Série d'exercices:
**1)** Reformulez sous forme de liste le paragraphe du texte cité qui commence par « Des analyses économiques », en gardant ses faits principaux.
**2)** Poursuivez le texte cité sur les services publics pour la petite enfance, à la suite de sa dernière phrase.

Texte cité:
Équité : des recherches supplémentaires sont nécessaires pour comprendre pourquoi certaines familles ne profitent pas des services d’EAJE publics, même lorsqu’ils sont accessibles. Des recherches limitées existent sur la façon dont les systèmes publics peuvent être adaptés pour mieux servir les communautés autochtones ou marginalisées.
Qualité : les lacunes persistent dans la recherche quant à l’identification des façons les plus efficaces de mesurer et de suivre la qualité des grands programmes publics d’EAJE.
Conclusions
Des analyses économiques des dépenses publiques sur les services pour la petite enfance montrent unanimement un important retour sur les investissements faits pour les jeunes enfants. Les améliorations comprennent de meilleurs résultats en matière de santé et de développement social et émotionnel, une bonne préparation à la scolarité, la réussite scolaire et des avantages pour les familles et les sociétés au niveau de l’emploi et des revenus, particulièrement pour les femmes11. Toutefois, le changement ne peut être atteint que par une croissance considérable de services planifiés et de qualité afin de générer une structure universelle alignée avec les demandes des économies de plein emploi, des objectifs d’équité de genre et de revenu et des avancées scientifiques de nos connaissances au sujet de l’apprentissage et du développement des enfants.

[Enregistrements de pointage]

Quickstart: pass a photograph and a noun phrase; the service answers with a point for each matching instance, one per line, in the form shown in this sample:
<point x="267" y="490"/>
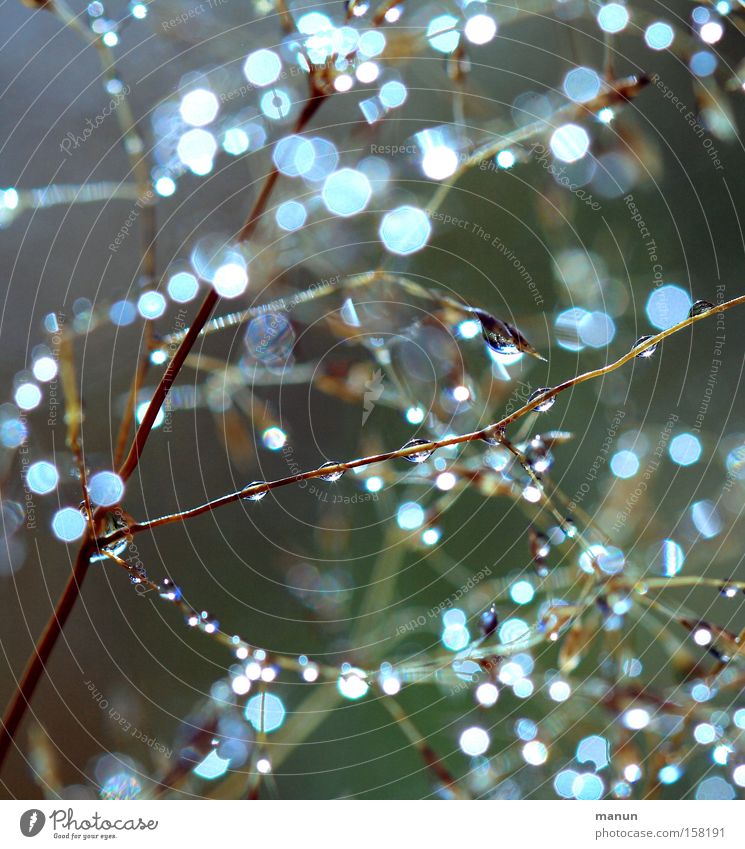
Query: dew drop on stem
<point x="255" y="496"/>
<point x="334" y="475"/>
<point x="647" y="352"/>
<point x="544" y="406"/>
<point x="419" y="456"/>
<point x="700" y="308"/>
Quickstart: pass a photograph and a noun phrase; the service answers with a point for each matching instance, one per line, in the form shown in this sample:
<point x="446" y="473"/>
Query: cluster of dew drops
<point x="204" y="121"/>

Réponses ci-dessous:
**1)**
- Les analyses économiques des dépenses publiques consacrées aux services pour la petite enfance montrent unanimement un important retour sur les investissements faits pour les jeunes enfants.
- Les améliorations portent sur la santé, le développement social et émotionnel, la préparation à la scolarité et la réussite scolaire.
- Les familles et les sociétés en tirent des avantages en matière d'emploi et de revenus, surtout pour les femmes.
- Ce changement exige toutefois une croissance considérable de services planifiés et de qualité, afin de bâtir une structure universelle.
- Cette structure doit s'aligner sur les demandes des économies de plein emploi, sur les objectifs d'équité de genre et de revenu et sur les avancées scientifiques concernant l'apprentissage et le développement des enfants.

**2)**
Implications pour les parents, les services et les politiques
Parents : les modèles publics sont typiquement universels, avec le mandat de servir des populations diverses, y compris des enfants avec des handicaps.
Fournisseurs de services : les fournisseurs publics sont souvent réglementés par des normes de qualité strictes, notamment sur les qualifications des enseignants, les lignes directrices des programmes et les ratios du nombre d’enfants et d’enseignants. Les éducateurs des programmes publics sont souvent syndiqués, ce qui leur confère un meilleur salaire, de meilleurs avantages et plus de possibilités de formation continue, ce qui permet aux programmes d’attirer et de retenir du personnel qualifié.
Décisions politiques : l’EAJE, lorsqu’elle est intégrée à l’éducation publique, fournit une plateforme prête à élargir et exploiter des services. Cela permet un alignement avec les objectifs sociaux plus généraux tels que la réduction de l’iniquité, la cohésion des communautés et la poursuite d’objectifs de durabilité pour le climat. L’investissement dans les systèmes publics peut contribuer à des avantages économiques et sociaux à long terme en permettant des résultats optimaux pour tous les enfants.
Références
- McCuaig K, Akbari E, Bertrand J. The role of public policies in promoting equity in early childhood. In: Global Report on Equity and Early Childhood. Consultative Group on Early Childhood Care and Development c/o International Step by Step Association; 2016:30-50.
- Conti G, Gupta S. Chapter 26: Early childhood interventions to reduce intergenerational inequality. In: Kilpi-Jakonen E, Blanden J, Erola J, Macmillan L, eds. Research Handbook on Intergenerational Inequality. Cheltenham, UK: Edward Elgar Publishing; 2024:342-356. doi:10.4337/9781800888265.00035.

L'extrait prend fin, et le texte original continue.